-- Exercise goal --
What is needed here is every line of the records that includes "written".

(Dataset entries)
==================================================

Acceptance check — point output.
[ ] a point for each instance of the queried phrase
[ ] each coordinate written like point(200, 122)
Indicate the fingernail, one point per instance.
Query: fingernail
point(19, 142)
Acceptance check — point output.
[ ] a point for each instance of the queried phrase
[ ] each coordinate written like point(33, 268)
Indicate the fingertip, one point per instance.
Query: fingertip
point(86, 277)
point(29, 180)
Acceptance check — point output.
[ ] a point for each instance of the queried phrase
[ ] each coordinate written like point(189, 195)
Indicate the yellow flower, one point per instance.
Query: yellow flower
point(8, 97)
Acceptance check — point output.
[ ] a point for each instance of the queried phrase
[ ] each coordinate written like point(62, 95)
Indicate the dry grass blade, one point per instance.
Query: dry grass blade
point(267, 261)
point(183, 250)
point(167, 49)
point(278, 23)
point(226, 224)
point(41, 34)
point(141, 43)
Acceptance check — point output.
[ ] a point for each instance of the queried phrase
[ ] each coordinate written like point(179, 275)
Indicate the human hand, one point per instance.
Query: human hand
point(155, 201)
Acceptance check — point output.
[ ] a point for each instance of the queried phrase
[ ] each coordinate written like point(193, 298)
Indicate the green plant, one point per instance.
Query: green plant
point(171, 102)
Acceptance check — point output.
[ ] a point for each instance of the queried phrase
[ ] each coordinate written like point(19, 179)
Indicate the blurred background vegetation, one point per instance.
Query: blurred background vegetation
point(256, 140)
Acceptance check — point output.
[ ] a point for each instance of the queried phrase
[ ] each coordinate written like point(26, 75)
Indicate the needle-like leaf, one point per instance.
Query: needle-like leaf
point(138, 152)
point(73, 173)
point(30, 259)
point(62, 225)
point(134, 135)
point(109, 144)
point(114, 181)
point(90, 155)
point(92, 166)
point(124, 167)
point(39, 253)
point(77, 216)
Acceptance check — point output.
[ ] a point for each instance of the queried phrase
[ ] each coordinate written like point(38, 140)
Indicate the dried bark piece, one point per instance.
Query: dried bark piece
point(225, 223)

==================================================

-- Answer to this exercise --
[ ] each coordinate written like point(200, 122)
[ ] each coordinate written like point(33, 268)
[ ] each coordinate written like point(189, 195)
[ ] each coordinate written like point(62, 95)
[ ] each coordinate written like point(179, 275)
[ ] each coordinate written like point(193, 298)
[ ] each coordinate written like point(19, 179)
[ ] each coordinate written like point(26, 75)
[ ] each coordinate written like point(38, 140)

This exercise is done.